- Compiti -
1. Secondo il post «Presente in attesa», perché chi scrive dice di voler fissare questa riflessione? Rispondi in una, due o tre frasi.
2. Nel post «Presente in attesa», elenca tutto ciò che le frasi che cominciano con «È questo che» attribuiscono al modo in cui si ordinano i pensieri.
3. Scrivi il seguito del post «Presente in attesa», partendo subito dopo «Oltre che paziente.»

- Testo fornito -
☆ ☆ ☆ ☆ ☆

Sola andata

Sola andata

mercoledì 23 settembre 2020

Presente in attesa

Alla fine è solo quello. Tutto si riduce al modo in cui si ordinano i pensieri. È questo che ci fa amare uno scrittore più di un altro, cercare gli articoli di un giornalista piuttosto che un altro e in generale che ci fa trovare più o meno interessanti le persone che incrociamo. E’ questo che a me fa innamorare oppure no. Non l’identità di vedute, non il merito delle questioni affrontate, ma il modo di confrontarsi con quello che possa riguardare chi si approccia a certe riflessioni. È solo questo che trovo davvero carismatico negli altri e che mantiene viva la mia curiosità. Perché dico questo? Perché me lo voglio ricordare quando ne avrò bisogno, perché un giorno la smetterò di tirare un sospiro di sollievo tutte le volte che mi piace qualcuno che però è già impegnato solo perché penso che tanto non avrebbe funzionato lo stesso. Un giorno giuro che la smetterò di trovare interessanti solo gli amori immaginari o quelli con la data di scadenza incorporata. Ma dovrò essere pronta. Oltre che paziente.

☆ ☆ ☆ ☆ ☆

- Righe elencate -
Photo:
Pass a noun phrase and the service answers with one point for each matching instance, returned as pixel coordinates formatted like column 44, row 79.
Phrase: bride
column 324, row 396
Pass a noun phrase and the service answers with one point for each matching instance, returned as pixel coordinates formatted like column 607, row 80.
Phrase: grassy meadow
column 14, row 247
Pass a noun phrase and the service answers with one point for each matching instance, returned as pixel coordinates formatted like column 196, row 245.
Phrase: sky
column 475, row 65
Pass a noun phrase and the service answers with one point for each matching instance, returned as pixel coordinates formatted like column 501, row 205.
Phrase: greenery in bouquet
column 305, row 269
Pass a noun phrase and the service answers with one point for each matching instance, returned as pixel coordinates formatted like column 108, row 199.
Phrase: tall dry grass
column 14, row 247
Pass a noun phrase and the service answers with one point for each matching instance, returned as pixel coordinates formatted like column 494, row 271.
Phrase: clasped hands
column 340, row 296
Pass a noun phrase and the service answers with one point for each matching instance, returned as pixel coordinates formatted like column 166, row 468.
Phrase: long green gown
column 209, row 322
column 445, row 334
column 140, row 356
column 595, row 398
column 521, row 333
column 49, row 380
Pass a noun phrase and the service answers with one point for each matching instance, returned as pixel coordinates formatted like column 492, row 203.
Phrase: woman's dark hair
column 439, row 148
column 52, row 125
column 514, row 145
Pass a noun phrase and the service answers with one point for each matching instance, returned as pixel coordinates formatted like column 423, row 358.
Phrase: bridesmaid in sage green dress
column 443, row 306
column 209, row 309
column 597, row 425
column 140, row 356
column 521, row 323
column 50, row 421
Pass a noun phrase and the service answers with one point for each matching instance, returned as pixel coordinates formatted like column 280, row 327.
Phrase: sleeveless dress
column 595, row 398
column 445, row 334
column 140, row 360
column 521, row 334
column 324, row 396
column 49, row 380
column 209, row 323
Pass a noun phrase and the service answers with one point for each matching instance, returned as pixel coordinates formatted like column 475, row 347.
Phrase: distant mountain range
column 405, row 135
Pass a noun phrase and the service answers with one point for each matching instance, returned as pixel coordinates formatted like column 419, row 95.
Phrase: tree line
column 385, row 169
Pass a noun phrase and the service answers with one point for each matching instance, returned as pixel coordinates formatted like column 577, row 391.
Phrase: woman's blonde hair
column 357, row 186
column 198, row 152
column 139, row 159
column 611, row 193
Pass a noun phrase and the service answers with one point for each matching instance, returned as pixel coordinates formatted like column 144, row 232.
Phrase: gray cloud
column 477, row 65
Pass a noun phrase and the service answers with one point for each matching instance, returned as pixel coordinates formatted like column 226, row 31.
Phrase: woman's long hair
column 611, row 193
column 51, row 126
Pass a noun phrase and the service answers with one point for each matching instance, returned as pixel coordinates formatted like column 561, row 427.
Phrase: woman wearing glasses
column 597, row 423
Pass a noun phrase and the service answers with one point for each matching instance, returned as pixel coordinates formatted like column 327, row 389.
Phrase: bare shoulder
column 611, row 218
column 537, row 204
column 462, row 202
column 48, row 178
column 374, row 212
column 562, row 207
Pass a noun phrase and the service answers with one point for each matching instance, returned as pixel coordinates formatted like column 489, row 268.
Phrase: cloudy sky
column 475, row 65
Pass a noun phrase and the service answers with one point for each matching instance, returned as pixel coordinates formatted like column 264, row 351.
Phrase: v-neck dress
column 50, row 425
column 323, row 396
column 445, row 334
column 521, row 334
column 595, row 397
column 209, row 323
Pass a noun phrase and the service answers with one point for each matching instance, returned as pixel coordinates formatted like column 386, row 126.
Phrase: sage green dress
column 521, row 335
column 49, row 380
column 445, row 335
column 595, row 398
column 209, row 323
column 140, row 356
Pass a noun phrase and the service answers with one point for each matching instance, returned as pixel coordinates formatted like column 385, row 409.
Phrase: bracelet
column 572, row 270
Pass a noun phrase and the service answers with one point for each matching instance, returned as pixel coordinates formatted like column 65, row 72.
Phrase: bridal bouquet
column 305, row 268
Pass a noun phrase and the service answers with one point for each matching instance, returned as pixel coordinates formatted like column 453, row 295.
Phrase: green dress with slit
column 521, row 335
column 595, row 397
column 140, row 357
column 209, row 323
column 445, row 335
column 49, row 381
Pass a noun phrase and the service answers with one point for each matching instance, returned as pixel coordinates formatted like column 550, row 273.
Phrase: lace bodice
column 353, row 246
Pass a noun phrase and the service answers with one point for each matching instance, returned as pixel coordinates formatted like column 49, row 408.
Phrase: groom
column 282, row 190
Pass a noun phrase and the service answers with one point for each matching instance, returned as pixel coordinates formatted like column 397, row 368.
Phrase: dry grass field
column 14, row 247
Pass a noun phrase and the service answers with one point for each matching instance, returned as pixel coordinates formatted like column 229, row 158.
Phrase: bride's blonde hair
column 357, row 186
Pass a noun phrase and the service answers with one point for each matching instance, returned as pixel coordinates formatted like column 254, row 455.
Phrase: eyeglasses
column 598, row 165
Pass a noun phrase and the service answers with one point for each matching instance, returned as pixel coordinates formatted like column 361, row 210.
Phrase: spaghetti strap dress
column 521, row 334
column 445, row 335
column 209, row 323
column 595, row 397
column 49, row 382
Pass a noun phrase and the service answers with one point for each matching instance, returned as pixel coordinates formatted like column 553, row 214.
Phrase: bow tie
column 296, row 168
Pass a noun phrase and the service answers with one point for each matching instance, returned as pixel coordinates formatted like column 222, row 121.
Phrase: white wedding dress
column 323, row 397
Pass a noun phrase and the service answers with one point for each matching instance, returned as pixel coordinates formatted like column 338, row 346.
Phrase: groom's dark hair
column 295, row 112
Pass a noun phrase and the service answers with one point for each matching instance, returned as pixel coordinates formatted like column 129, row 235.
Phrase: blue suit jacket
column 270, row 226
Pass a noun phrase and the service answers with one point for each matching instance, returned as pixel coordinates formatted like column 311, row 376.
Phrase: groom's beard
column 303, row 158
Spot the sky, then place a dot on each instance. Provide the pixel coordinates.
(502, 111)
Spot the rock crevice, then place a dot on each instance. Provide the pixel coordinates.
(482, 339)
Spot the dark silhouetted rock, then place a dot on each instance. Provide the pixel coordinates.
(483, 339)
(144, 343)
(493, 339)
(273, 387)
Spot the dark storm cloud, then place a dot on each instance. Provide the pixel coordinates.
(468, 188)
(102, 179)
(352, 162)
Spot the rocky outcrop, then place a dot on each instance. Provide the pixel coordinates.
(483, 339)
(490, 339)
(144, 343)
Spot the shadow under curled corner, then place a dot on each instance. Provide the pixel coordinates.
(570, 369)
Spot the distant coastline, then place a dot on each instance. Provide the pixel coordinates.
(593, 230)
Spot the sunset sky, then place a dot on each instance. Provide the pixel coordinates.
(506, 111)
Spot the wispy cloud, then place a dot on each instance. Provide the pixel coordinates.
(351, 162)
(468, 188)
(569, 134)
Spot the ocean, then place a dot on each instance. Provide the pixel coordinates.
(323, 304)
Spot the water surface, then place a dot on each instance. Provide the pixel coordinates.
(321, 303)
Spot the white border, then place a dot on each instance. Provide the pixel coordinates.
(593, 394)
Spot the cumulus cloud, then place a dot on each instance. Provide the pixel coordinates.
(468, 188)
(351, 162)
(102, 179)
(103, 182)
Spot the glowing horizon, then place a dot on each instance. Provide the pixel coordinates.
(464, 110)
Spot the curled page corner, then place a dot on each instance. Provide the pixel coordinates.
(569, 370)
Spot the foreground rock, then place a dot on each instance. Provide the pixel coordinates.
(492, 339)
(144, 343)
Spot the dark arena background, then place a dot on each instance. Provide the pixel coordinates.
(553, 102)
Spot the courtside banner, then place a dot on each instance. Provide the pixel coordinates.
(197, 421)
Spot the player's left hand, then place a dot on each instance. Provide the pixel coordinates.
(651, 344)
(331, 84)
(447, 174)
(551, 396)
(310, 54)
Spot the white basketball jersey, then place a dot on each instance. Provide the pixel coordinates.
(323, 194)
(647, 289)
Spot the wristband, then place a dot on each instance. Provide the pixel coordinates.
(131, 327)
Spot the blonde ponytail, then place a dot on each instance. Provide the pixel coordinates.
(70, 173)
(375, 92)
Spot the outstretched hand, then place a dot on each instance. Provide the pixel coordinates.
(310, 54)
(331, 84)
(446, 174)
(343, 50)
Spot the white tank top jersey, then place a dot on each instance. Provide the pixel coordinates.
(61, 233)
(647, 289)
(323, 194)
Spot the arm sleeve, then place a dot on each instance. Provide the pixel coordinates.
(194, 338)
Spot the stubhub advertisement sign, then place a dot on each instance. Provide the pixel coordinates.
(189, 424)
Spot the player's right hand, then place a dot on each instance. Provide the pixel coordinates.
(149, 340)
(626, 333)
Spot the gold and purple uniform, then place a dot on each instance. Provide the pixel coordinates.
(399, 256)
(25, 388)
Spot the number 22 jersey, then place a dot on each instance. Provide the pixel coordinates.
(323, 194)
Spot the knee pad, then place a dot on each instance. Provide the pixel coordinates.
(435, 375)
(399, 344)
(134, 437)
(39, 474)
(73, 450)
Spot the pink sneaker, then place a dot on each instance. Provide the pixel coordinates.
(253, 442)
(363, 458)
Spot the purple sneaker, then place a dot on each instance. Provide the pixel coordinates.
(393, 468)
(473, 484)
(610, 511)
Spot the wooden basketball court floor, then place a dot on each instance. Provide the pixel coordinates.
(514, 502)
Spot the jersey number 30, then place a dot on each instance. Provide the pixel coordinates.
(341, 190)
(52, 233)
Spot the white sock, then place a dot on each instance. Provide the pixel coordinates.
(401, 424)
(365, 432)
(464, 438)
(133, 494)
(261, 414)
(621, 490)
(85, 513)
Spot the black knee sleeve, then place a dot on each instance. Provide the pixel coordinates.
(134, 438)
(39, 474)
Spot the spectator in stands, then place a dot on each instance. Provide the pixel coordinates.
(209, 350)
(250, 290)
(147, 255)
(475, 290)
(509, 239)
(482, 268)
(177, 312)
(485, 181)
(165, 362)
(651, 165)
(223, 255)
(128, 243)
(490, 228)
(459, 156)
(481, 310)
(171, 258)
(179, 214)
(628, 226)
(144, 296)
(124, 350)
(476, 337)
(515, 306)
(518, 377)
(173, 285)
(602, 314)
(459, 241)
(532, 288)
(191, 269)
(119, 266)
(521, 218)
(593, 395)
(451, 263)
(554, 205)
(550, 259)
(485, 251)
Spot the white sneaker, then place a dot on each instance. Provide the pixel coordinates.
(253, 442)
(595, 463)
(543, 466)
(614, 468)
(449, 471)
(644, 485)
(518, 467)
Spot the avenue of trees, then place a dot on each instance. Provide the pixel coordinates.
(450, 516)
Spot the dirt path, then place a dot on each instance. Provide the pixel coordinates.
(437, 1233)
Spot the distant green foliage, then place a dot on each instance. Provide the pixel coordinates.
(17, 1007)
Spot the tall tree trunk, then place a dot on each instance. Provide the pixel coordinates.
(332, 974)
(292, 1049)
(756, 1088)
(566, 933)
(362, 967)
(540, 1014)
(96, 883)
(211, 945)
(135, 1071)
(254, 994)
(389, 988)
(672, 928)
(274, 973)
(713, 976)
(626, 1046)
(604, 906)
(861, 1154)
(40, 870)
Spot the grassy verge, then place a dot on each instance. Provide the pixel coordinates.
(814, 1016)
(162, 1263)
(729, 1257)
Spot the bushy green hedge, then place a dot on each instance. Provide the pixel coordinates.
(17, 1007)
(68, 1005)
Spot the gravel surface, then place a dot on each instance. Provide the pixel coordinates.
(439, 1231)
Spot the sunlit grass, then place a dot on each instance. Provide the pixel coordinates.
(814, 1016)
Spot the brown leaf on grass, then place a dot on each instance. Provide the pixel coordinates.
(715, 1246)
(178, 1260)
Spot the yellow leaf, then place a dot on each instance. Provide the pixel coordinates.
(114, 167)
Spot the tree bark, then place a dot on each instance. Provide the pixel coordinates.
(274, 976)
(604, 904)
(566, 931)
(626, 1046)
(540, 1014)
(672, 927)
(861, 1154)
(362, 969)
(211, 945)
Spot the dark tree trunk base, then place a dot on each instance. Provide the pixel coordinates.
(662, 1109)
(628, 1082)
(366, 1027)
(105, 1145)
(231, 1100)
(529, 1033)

☆ ☆ ☆ ☆ ☆

- Risposte per compito -
1. Chi scrive vuole ricordarsela quando ne avrà bisogno. Un giorno smetterà di tirare un sospiro di sollievo ogni volta che le piace qualcuno che è già impegnato, solo perché pensa che tanto non avrebbe funzionato lo stesso.

2.
- amare uno scrittore più di un altro
- cercare gli articoli di un giornalista piuttosto che un altro
- trovare più o meno interessanti le persone che incrociamo
- far innamorare oppure no chi scrive

3.
Ho ripreso ad andare un po’ al cinema, ho ancora un po’ di problemi con la casa, sono tornata a dormire nel mio lettone sotto il tetto, le giornate tornano ad accorciarsi sempre di più e io, che vivo di mancanze e qualche malinconia, non riesco a non sentirmi grata lo stesso di tutta questa normalità. Sì, io credo che i continui litigi dei vicini e di tutte le coppie che non riescono a convincermi della loro riuscita siano un’ottima ragione di tutto ciò che sono stata disposta a perdermi in questi miei anni così strani e necessari.

Il mio bagno nuovo è davvero figo. Hanno sbagliato quasi tutto, ma la pazienza mi sta premiando. Mi piace lo specchio grande, con la luce sopra che mi fa truccare meglio e quello sfondo fantastico di piastrelle blu che mi fanno sentire in un albergo a cinque stelle. Mi piace rendermi conto di quanto incidano certe piccole novità anche nella semplicità di un’esperienza che non ha pretese. Anche il mio vecchio bagno era carino e funzionale. Ma chissà perché all’improvviso non bastava più. 

Sto per fare una cosa che durerà cinque giorni e che mi impedirà di bere caffè. Non so se ci riuscirò ma conto di parlarne appena capisco bene quali effetti avrà. Mi hanno assicurato che avrò un gran mal di testa ma che ne varrà la pena. E io, se ne vale la pena, ci rimetto pure la testa.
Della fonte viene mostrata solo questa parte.